*** Opening of The data ***

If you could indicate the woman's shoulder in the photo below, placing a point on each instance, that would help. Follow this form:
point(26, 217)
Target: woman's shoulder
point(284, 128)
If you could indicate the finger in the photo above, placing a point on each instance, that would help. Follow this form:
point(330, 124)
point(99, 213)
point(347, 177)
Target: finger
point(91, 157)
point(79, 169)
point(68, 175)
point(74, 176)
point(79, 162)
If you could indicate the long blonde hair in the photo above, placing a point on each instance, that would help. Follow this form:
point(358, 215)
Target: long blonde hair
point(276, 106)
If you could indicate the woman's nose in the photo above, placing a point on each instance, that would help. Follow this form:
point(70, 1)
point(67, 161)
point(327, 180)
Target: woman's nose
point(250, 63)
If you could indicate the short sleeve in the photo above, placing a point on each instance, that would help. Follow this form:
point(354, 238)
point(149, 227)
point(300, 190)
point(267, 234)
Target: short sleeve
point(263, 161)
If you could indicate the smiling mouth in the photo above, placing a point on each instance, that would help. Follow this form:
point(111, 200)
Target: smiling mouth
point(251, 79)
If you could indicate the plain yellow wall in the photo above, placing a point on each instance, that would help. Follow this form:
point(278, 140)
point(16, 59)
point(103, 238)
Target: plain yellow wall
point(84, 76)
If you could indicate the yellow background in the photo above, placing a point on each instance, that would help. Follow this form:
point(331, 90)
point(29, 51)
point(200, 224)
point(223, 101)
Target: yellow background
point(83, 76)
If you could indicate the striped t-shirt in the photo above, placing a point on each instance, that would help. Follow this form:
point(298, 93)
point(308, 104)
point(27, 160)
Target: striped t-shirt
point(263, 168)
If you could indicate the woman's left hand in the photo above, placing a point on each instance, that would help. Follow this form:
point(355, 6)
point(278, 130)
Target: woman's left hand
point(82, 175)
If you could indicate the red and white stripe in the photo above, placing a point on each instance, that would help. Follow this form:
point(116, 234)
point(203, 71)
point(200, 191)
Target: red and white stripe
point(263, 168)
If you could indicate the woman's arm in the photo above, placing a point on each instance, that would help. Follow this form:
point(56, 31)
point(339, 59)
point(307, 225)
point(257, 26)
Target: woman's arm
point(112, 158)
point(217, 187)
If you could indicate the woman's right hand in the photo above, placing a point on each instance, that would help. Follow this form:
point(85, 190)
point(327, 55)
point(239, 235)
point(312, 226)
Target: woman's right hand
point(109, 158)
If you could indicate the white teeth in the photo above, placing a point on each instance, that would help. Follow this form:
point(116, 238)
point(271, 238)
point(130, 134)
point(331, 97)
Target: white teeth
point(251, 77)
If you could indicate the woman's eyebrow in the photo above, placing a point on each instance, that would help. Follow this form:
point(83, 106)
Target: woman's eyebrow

*** Close of The data ***

_What is expected_
Write the records out once more. Each line must match.

_Response to this task_
If you could indicate the woman's shoulder in the photo below, placing a point on each instance, that would help. Follow this form:
point(26, 217)
Target: woman's shoulder
point(284, 128)
If you could indicate the finger in the photo above, placing a point on each instance, that would help. Follow this form:
point(330, 124)
point(99, 213)
point(347, 177)
Target: finger
point(91, 157)
point(79, 169)
point(68, 175)
point(74, 176)
point(79, 162)
If you could indicate the long blonde hair in the photo above, placing a point on each instance, that would help. Follow this form:
point(358, 215)
Target: long blonde hair
point(276, 106)
If you could indicate the woman's nose in the photo above, placing a point on each instance, that would help. Follow this form:
point(70, 1)
point(67, 161)
point(327, 180)
Target: woman's nose
point(250, 63)
If you could indicate the short sleeve in the photo above, placing a point on each instance, that would help. Follow this form:
point(354, 238)
point(149, 227)
point(300, 190)
point(267, 234)
Target: short sleeve
point(263, 161)
If you could indicate the smiling mouth in the photo above, placing a point on each instance, that would help. Follow this form:
point(111, 200)
Target: smiling mouth
point(251, 79)
If you could indicate the plain yellow wall in the photo above, placing a point on each instance, that would help. Follow this form:
point(278, 140)
point(16, 59)
point(103, 238)
Target: plain yellow wall
point(84, 76)
If you could indicate the yellow background in the photo above, placing a point on each instance, that would help. Follow this form:
point(331, 90)
point(29, 51)
point(200, 224)
point(223, 101)
Target: yellow background
point(83, 76)
If you could indicate the striped t-shirt in the photo above, placing a point on each instance, that would help. Follow this form:
point(298, 93)
point(308, 104)
point(27, 160)
Target: striped t-shirt
point(263, 168)
If you could indicate the woman's left hand in the photo above, placing a point on each instance, that would help. Follow this form:
point(355, 6)
point(278, 130)
Target: woman's left hand
point(82, 175)
If you could indicate the red and white stripe in the photo above, placing a point on each instance, that would help. Follow this form:
point(116, 234)
point(203, 71)
point(200, 191)
Target: red and white stripe
point(263, 168)
If you could indicate the woman's arm in the photo above, placing a point on each instance, that would help. Follow this form:
point(56, 31)
point(339, 59)
point(307, 225)
point(257, 26)
Target: woman's arm
point(112, 158)
point(217, 187)
If you could indicate the woman's right hand in the photo above, placing a point on each instance, that would help. Follow this form:
point(85, 190)
point(327, 55)
point(239, 235)
point(312, 226)
Target: woman's right hand
point(109, 158)
If you could indicate the white teeth in the photo above, placing a point on each instance, that would help. Follow this form:
point(116, 238)
point(271, 238)
point(130, 134)
point(331, 97)
Target: white teeth
point(251, 77)
If you could indicate the woman's eyebrow in the photo above, placing a point on each instance, that would help. Follow this form:
point(83, 106)
Target: woman's eyebrow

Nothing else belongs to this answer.